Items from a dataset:
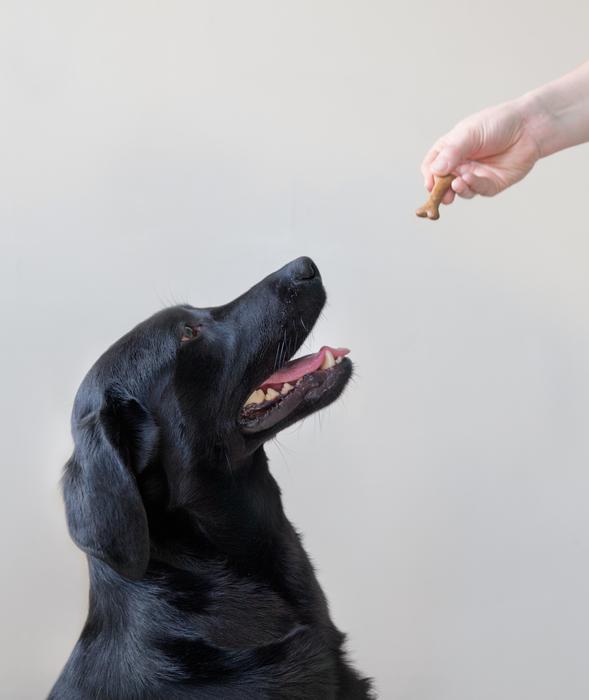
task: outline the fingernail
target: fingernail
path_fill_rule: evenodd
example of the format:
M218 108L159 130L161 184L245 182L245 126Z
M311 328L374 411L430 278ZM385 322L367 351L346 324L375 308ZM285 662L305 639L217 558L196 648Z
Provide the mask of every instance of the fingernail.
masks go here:
M448 172L448 161L442 155L439 155L432 163L432 170L438 175L444 175Z

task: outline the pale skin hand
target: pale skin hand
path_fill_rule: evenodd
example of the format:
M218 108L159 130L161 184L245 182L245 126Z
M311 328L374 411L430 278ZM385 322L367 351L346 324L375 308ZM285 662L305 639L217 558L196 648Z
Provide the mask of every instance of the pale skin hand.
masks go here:
M442 200L487 197L524 178L540 158L589 141L589 61L523 97L459 122L421 164L425 186L455 174Z

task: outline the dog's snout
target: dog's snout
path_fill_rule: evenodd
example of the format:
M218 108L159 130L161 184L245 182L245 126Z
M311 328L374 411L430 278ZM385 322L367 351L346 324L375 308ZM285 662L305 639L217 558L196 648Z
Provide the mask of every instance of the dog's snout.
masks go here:
M321 277L317 265L315 265L311 258L307 257L293 260L288 265L288 272L293 282L309 282Z

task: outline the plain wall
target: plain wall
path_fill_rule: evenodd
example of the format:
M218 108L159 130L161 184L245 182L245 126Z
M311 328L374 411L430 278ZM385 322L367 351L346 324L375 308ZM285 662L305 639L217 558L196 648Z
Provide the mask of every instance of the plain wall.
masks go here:
M85 617L59 493L75 390L162 306L311 255L345 396L270 444L387 700L589 697L589 148L414 216L457 120L588 58L589 4L0 5L0 695ZM329 504L326 509L325 503Z

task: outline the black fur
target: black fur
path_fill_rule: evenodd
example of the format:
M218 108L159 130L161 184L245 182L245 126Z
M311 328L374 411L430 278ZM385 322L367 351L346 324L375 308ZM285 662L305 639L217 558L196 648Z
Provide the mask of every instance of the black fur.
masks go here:
M351 363L277 425L240 424L249 393L324 302L317 268L300 258L226 306L155 314L90 370L63 480L88 554L89 612L51 700L372 697L263 448L337 398ZM183 338L187 325L196 337Z

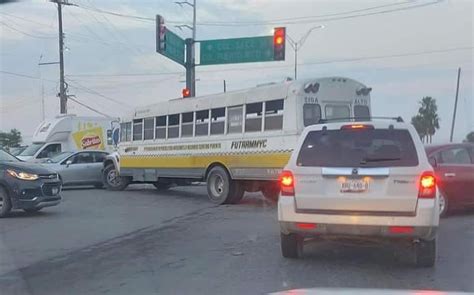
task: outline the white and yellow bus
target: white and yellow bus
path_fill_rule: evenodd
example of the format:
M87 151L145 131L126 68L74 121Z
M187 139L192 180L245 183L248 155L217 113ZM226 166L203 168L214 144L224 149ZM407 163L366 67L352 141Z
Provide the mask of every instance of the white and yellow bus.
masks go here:
M245 191L277 198L278 175L302 130L321 119L370 117L370 91L329 77L137 108L122 120L118 152L104 163L105 184L166 189L206 181L218 204L238 203Z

■ Task instructions ■
Please write the data out again exactly, but do not carry over the pictures.

■ Exercise response ■
task: outline the fingernail
target: fingernail
path_fill_rule: evenodd
example of the format:
M218 108L159 130L161 184L245 182L245 126Z
M311 328L374 411L430 278ZM385 322L367 351L346 324L375 308ZM285 662L305 639L217 558L196 648Z
Provide the mask of every instance of the fingernail.
masks go here:
M448 172L448 161L442 155L439 155L432 163L432 170L438 175L444 175Z

task: outline the pale skin hand
target: pale skin hand
path_fill_rule: evenodd
example of the format:
M218 108L159 130L161 184L245 182L245 126Z
M311 328L374 411L430 278ZM385 322L367 351L346 324L375 308ZM285 662L305 639L217 558L196 648Z
Provide the mask of every instance of the pale skin hand.
masks go here:
M442 200L487 197L524 178L540 158L589 141L589 61L523 97L459 122L421 164L425 186L455 174Z

task: outline the dog's snout
target: dog's snout
path_fill_rule: evenodd
example of the format:
M218 108L159 130L161 184L245 182L245 126Z
M311 328L374 411L430 278ZM385 322L367 351L346 324L375 308ZM285 662L305 639L217 558L196 648Z
Provide the mask of every instance of the dog's snout.
masks go here:
M321 277L317 265L315 265L311 258L307 257L293 260L288 265L288 272L293 282L309 282Z

task: outline the plain wall
target: plain wall
path_fill_rule: evenodd
example of the format:
M218 108L159 130L161 184L245 182L245 126Z
M311 328L374 411L430 278ZM385 322L367 351L346 324L375 308ZM285 662L305 639L217 558L196 648Z
Provide the mask of every instance of the plain wall.
masks go here:
M85 617L59 493L75 390L162 306L311 255L345 396L270 444L387 700L589 697L589 148L414 216L457 120L588 58L589 4L0 5L0 695ZM329 504L326 509L325 503Z

task: outline the black fur
target: black fur
path_fill_rule: evenodd
example of the format:
M218 108L159 130L161 184L245 182L245 126Z
M311 328L374 411L430 278ZM385 322L367 351L346 324L375 308ZM285 662L305 639L217 558L196 648Z
Provide the mask of every instance of the black fur.
masks go here:
M351 363L277 425L240 424L249 393L324 302L317 268L300 258L226 306L155 314L90 370L63 480L88 554L89 612L51 700L372 697L263 448L337 398ZM183 338L187 325L196 337Z

task: outline the white and yellow bus
target: white and yellow bus
path_fill_rule: evenodd
example of the format:
M87 151L145 131L126 68L74 121Z
M187 139L192 180L245 183L248 155L217 113ZM226 166L203 168L214 144L224 149ZM407 163L366 67L352 141Z
Provide the mask of every instance of the white and yellow bus.
masks go here:
M245 191L277 198L278 175L302 130L321 119L370 117L370 91L329 77L137 108L122 120L118 152L104 163L105 184L166 189L206 181L218 204L238 203Z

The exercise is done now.